*STATED TASK 1*
Reproduce the passage of the captured Russian truck account that starts at "I had to go" and ends at "leaving the path.", switching "white sandy area" to "pale sandy stretch".
*STATED TASK 2*
Proceed with the captured Russian truck account from the point at which it stops.

The Russian Truck Captured By D Company, 1/8 Cav
Bob Witt, A/227 Assault Helicopter Battalion (by Permission)

While we were there, a whole squad from D Company came down the road on some civilian-looking deuce-&-a-half, yelling, "Yea!" and similar huzzahs. It did us some good to see them in such a good mood, but it was not entirely clear just what was going on. Finally, someone with a radio told us that D Company had captured this vehicle, a Russian truck, when the enemy got out and uncharacteristically fled. The surprise was too much for them, I guess. Not only that, but the Cobras had blown up several enemy tanks using their aerial rockets. While this was good news, we were not used to encountering an enemy that had tanks and traveled about in trucks. We walked sometime along the road. I had never seen a road like this before. It was made entirely of logs with ordinary mud used as mortar. A road like this would give good traction during the monsoon season, which was presently active in this valley (although nowhere else). The sky was gray, but there was no rain, nor did any ever fall to my recollection. Yet the sky seemed almost always gray. The Air Force came in with fighter-bombers. There was a conical shaped mountain directly in front of us in the direction that the creek and road were heading. It was quite steep and covered in jungle. The jets dove to its base and released their bombs one at a time. This all sounds rather routine, except that they were flying directly at the mountain. They would pull up and fly right up the front of the mountain at what looked like treetop level. How they ever cleared the mountain was a mystery.

Then they distributed us around the area on which we were going to set up. Much of it was on a miniature plateau rise. Where we were at (Gun 1), which looked toward the conical mountain, was a bank that fell fairly steeply for about 15 feet. This is where we planted the first gun. The second gun was quite some ways up, although not more than a half-dozen foxholes separated us. Each foxhole was separated from the other by a rather large distance, a fact of which I loudly disapproved. I decided to sleep with the first gun, as I was getting along better with its crew than I was with Gray's crew. The earth was not too hard to dig in to, and we dug our usual wide gun-style foxhole. The prone was dug to its right, which was a bit unusual. In addition, since I didn't want all our eggs in one basket, and didn't like the distance between foxholes, I had another single-man foxhole dug very close on the left of the gun's hole. This way the ammo bearer or myself, as the case may be, would not be too far from the gun. My own prone was relatively far back. On our left was a quad-fifty, which is four .50 caliber machine-guns mounted in a square, two on top and two on the bottom. It was originally designed for anti-aircraft fire, but we were using it for anti-personnel fire. I figured they would go for that first in the event of a major attack, and that took some pressure off the gun, which was no doubt placed where it was to defend the quad-fifty. Our position overlooked a large plain covered in yellow elephant grass. The enemy could approach our positions unseen at night, but they had little or no cover from the intense fire that would have fallen on them from the quad-fifty.

I had to go back and forth from one gun to the other to make sure that they were digging in properly. The shortest route from Gun 1 to Gun 2 was a diagonal shot. When we were setting up we walked this way. I had gotten part way out into this white sandy area, when someone shouted that we were walking through a minefield. Someone told us that if we stepped very carefully, we would be able to feel the kind of mine that had buried without causing it to go off. I don't think today that this technique was correct, but we proceeded in a very careful manner thinking that pussy footing would save us. At first everyone walked in the footprints left behind by the first people through (myself and a few others), but soon we became incautious and a regular path was beaten through the area, although people at least had the good sense to avoid leaving the path.

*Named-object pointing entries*
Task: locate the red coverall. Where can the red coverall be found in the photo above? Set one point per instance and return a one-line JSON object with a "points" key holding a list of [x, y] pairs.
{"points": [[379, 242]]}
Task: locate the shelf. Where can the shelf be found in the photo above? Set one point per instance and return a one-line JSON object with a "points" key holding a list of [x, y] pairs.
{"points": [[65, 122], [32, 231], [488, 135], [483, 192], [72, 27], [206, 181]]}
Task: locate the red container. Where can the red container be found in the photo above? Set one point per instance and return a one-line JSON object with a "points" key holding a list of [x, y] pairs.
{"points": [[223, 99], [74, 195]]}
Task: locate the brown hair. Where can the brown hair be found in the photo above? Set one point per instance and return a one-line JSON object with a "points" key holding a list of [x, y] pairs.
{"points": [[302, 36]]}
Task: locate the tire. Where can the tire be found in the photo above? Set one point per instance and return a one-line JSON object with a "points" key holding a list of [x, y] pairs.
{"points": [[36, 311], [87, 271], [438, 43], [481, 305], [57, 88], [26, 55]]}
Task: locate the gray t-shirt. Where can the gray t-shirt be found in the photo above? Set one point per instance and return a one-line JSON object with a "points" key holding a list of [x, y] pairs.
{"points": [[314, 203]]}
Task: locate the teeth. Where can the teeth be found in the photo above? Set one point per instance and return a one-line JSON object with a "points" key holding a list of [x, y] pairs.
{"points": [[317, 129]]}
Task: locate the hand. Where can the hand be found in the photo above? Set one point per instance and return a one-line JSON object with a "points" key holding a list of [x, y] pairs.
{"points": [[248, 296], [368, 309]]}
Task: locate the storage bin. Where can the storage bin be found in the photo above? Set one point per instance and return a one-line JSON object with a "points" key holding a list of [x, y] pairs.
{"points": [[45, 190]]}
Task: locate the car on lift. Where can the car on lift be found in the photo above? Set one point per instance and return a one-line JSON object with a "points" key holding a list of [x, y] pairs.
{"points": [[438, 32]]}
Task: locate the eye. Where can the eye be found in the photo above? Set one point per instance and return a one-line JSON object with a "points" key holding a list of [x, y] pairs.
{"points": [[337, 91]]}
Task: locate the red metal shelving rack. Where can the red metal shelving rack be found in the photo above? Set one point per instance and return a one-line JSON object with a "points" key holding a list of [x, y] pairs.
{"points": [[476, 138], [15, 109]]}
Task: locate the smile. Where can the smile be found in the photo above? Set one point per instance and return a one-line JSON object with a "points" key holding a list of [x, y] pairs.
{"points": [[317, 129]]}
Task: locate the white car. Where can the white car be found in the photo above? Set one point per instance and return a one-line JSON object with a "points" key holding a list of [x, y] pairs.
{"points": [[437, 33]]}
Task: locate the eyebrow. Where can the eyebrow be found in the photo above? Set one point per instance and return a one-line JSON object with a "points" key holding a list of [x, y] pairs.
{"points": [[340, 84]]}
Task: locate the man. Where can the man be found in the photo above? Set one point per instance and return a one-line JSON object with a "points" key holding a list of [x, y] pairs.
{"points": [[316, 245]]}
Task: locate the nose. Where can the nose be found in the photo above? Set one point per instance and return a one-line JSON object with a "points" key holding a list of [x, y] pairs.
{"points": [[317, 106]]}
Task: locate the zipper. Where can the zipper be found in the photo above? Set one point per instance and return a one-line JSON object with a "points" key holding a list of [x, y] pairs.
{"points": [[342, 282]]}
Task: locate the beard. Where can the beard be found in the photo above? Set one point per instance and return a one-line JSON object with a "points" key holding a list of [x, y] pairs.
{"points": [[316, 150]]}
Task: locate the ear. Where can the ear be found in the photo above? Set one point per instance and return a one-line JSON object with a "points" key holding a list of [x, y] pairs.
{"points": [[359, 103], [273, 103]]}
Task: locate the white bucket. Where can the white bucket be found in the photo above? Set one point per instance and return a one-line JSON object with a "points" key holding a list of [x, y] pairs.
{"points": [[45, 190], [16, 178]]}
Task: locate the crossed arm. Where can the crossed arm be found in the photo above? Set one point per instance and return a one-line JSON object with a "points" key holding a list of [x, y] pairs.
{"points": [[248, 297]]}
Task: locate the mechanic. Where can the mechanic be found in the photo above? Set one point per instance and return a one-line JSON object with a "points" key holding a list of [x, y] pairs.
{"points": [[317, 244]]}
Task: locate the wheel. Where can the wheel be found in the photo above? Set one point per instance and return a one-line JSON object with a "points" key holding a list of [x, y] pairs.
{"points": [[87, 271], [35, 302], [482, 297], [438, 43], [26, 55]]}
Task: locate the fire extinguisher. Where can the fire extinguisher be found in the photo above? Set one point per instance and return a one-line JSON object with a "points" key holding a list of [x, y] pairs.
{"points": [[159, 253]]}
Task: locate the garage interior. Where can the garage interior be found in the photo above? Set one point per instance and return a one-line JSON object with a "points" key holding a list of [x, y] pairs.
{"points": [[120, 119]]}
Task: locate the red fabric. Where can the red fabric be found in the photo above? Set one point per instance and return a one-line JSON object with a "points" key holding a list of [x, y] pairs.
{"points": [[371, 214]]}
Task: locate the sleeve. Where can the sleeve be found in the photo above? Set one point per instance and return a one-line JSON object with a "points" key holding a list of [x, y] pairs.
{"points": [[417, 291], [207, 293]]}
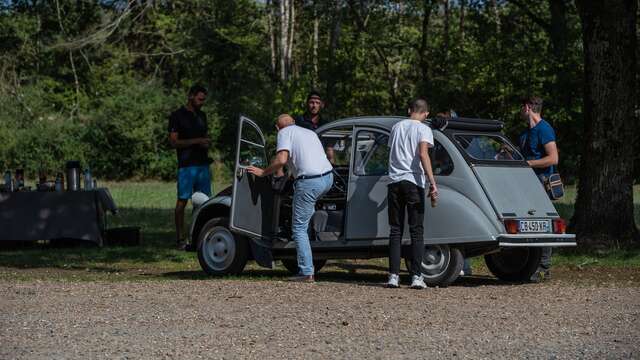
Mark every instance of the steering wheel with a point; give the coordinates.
(339, 184)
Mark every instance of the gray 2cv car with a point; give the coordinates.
(491, 203)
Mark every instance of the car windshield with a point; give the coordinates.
(488, 147)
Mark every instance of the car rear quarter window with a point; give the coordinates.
(371, 157)
(487, 147)
(441, 162)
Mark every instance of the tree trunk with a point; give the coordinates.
(463, 6)
(427, 7)
(284, 32)
(604, 207)
(334, 42)
(558, 31)
(292, 25)
(316, 29)
(446, 31)
(272, 38)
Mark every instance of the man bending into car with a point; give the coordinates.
(301, 150)
(409, 168)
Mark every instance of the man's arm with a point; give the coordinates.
(550, 159)
(423, 150)
(178, 143)
(278, 163)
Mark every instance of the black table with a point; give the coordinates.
(34, 215)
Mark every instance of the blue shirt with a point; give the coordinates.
(532, 142)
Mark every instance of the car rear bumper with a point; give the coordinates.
(536, 240)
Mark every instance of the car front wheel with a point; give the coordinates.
(514, 264)
(441, 265)
(220, 252)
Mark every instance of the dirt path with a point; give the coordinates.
(274, 319)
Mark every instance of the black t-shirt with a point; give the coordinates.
(190, 125)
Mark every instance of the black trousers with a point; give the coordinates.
(405, 195)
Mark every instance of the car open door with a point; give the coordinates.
(252, 202)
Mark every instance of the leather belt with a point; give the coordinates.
(305, 177)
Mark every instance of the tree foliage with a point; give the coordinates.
(96, 80)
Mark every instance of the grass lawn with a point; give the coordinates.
(150, 206)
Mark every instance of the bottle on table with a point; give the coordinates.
(59, 182)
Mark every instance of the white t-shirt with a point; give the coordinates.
(306, 154)
(404, 160)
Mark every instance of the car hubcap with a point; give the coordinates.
(219, 249)
(435, 260)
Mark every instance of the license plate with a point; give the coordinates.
(534, 226)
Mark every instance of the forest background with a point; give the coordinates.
(96, 80)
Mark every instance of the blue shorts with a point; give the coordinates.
(192, 179)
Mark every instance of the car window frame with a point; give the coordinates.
(357, 130)
(451, 133)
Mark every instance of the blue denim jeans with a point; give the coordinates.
(305, 194)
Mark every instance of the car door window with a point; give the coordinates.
(441, 162)
(371, 157)
(337, 144)
(252, 152)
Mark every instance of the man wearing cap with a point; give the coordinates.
(188, 134)
(300, 149)
(312, 119)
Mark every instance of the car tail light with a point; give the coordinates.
(511, 226)
(559, 226)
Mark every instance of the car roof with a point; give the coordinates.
(387, 122)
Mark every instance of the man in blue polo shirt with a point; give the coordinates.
(538, 145)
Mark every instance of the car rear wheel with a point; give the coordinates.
(220, 252)
(441, 265)
(292, 265)
(514, 264)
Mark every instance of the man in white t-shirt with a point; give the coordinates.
(301, 150)
(410, 172)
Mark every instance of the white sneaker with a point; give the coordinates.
(394, 281)
(417, 282)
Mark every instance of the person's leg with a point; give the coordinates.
(305, 194)
(202, 182)
(184, 188)
(395, 210)
(545, 260)
(415, 210)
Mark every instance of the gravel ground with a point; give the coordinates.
(244, 318)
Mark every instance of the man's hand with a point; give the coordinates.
(204, 142)
(433, 191)
(255, 171)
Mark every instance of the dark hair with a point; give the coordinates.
(534, 102)
(419, 106)
(195, 89)
(313, 93)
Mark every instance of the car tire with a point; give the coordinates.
(292, 265)
(441, 265)
(221, 252)
(514, 264)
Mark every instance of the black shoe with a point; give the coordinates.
(302, 278)
(540, 275)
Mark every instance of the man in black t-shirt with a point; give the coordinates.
(188, 134)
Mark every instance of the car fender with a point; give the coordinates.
(220, 206)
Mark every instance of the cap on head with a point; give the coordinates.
(534, 102)
(195, 89)
(284, 120)
(313, 94)
(419, 106)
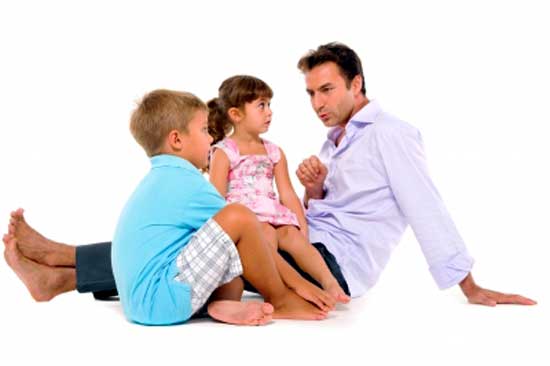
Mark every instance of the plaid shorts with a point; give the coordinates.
(209, 260)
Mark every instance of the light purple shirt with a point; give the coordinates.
(377, 184)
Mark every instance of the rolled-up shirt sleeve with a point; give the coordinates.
(402, 153)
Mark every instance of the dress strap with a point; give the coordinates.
(273, 151)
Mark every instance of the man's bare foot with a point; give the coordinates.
(43, 282)
(292, 306)
(336, 291)
(241, 313)
(36, 247)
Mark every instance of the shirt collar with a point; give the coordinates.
(365, 115)
(167, 160)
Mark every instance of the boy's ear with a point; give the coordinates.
(235, 114)
(175, 140)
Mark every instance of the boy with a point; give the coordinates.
(176, 246)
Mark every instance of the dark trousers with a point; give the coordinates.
(94, 272)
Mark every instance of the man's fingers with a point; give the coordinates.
(515, 299)
(308, 168)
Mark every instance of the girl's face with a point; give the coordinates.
(257, 116)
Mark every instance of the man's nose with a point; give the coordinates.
(317, 102)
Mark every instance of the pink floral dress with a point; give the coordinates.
(250, 182)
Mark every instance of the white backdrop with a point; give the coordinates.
(473, 76)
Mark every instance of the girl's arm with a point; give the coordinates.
(219, 170)
(287, 194)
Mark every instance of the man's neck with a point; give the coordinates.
(359, 104)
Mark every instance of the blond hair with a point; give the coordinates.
(160, 112)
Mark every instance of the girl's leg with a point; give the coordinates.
(308, 258)
(270, 234)
(258, 263)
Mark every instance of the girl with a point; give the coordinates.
(242, 169)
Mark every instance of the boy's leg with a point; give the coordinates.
(308, 259)
(35, 246)
(259, 266)
(225, 305)
(92, 262)
(43, 282)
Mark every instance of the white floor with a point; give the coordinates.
(472, 76)
(398, 322)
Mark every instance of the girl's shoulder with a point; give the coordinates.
(273, 151)
(230, 148)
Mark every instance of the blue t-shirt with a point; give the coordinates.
(168, 206)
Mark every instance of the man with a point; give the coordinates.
(369, 183)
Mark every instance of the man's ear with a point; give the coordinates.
(356, 84)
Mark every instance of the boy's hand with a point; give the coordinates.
(322, 299)
(312, 173)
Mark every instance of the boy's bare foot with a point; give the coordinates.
(292, 306)
(336, 291)
(241, 313)
(43, 282)
(35, 246)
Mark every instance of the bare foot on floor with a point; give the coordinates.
(43, 282)
(293, 306)
(241, 313)
(35, 246)
(336, 291)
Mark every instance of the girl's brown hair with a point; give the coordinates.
(233, 93)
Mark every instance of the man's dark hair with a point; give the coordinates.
(347, 60)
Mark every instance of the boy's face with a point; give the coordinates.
(197, 140)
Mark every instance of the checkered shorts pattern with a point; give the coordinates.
(209, 260)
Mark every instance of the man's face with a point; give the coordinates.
(331, 99)
(197, 140)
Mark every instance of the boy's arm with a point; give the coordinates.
(287, 194)
(219, 170)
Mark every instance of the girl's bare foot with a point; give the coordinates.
(292, 306)
(36, 247)
(336, 291)
(43, 282)
(241, 313)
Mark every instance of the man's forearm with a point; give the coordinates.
(316, 194)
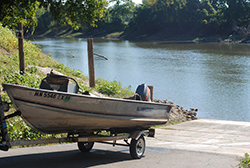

*EXERCISE OUTPUT 1*
I had to go back and forth from one gun to the other to make sure that they were digging in properly. The shortest route from Gun 1 to Gun 2 was a diagonal shot. When we were setting up we walked this way. I had gotten part way out into this pale sandy stretch, when someone shouted that we were walking through a minefield. Someone told us that if we stepped very carefully, we would be able to feel the kind of mine that had buried without causing it to go off. I don't think today that this technique was correct, but we proceeded in a very careful manner thinking that pussy footing would save us. At first everyone walked in the footprints left behind by the first people through (myself and a few others), but soon we became incautious and a regular path was beaten through the area, although people at least had the good sense to avoid leaving the path.

*EXERCISE OUTPUT 2*
The next day the platoon sergeant was out with us cutting down the tall elephant grass in front on the first Gun's position. This was called, "clearing a field of fire" since it enabled a clear view of what was in front of us, giving us a clear field of fire should we be attacked. The sun was coming out intermittently, and there was enough heat to make the work a bit uncomfortable. In time, though, we had a good deal of it cut down, which made our position a whole lot safer.

That same day (April 26), I was near the first Gun's position and a C-130 came low over the end of the runway. I thought he had taken off from our landing strip, but he had come in low and slow to drop cargo from the air. The C-130 Hercules is an elephant of a plane, and it was always a wonder to me how it got off the ground. This one slowly roared its way down the runway. The runway was pointed directly at a fairly large mountain, so planes going in that direction had to quickly turn away from the mountain dead to their front, and build up speed and altitude as they went down the length of the valley. This was rather awkward for a C-130, as it was barely airborne when it had to turn. So it was when this one passed by. It lumbered straight toward the mountain, but then made a rather steep turn. Just at that moment, the enemy fired on it from the mountain to our front. I didn't see any ack-ack, but they hit one of the engines on the left wing which billowed out dark black smoke. The plane pitched just slightly down, its remaining engines running for all they were worth, but despite all, the plane never gained altitude or speed, but slowly sank from the sky at a gradual incline. Soon it splattered parallel to the runway, everything dissolving into a fireball and heavy black smoke. Some of our guys went over there, but they came back later to report that no one survived.1

Scenes of the Crash of the C-130
Photographs of Vietnam 1/12 Cavalry, Ashau Valley April 26,1968 (12th Cavalry Regiment Association Website)

The Fireball that Erupted when the C-130 Crashed
Photographs of Vietnam 1/12 Cavalry, Ashau Valley April 26,1968 (12th Cavalry Regiment Association Website)

One afternoon Martini, the assistant gunner, went down near the airfield on a duty assignment. At that time they were dropping supplies by parachute. Some of these were huge crates full of ammo or food supplies. Given their weight, they could come down rather fast. Martini later told me that one such giant crate come down right on top of a guy, and crushed him like an ant.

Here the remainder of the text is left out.